• **STUDY TEXT**:

━━━━━━━━━━

What’s at stake

Scientific definition of biodiversity

girafe-bisou‘Biodiversity’ is a neologism combining ‘biology’ and ‘diversity’. Biodiversity covers the diversity of the living world among nature.

The expression biological diversity was invented by Thomas Lovejoy in 1980 while the word biodiversity was invented by Walter G. Rosen in 1985 during the preparation stages of the National Forum on Biological on Biological Diversity , organized by the National research Council in 1986. The word ‘Biodiversity’ appeared for the first time in 1988, in an article by the American entomologist E.O.Wilson. In fact, E.O Wilson used the word ‘biodiversity’ as the title to his report on the National Forum. ‘Biodiversity was seen as more striking
a word than biological diversity.

Since 1986, both the word and the concept it expresses have been used by biologists, ecosystem specialists, green militants, political leaders, and citizens. The use of the word has been on the increase as public awareness about disappearing species grew by the end of the twentieth century.

━━━━━━━━━━

• **INFORMATION SUPPLIED**:

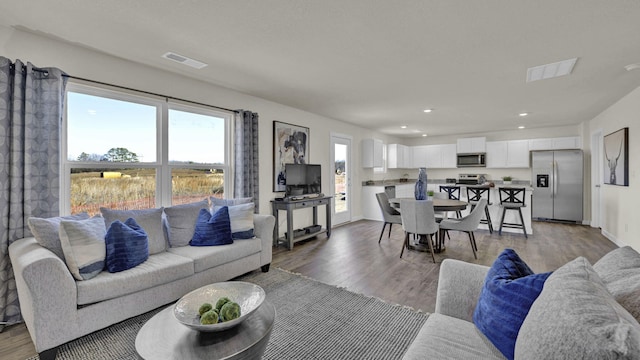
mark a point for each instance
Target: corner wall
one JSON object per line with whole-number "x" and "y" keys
{"x": 620, "y": 221}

━━━━━━━━━━

Using the text on biodiversity, answer each question:
1. Which two words does "biodiversity" combine?
2. Who invented the expression "biological diversity", and in what year?
3. In what year did the word "Biodiversity" first appear, and in whose article?
The data were taken from a separate source.

• **EXERCISE SOLUTION**:
1. "Biology" and "diversity."
2. Thomas Lovejoy, in 1980.
3. In 1988, in an article by the American entomologist E.O. Wilson.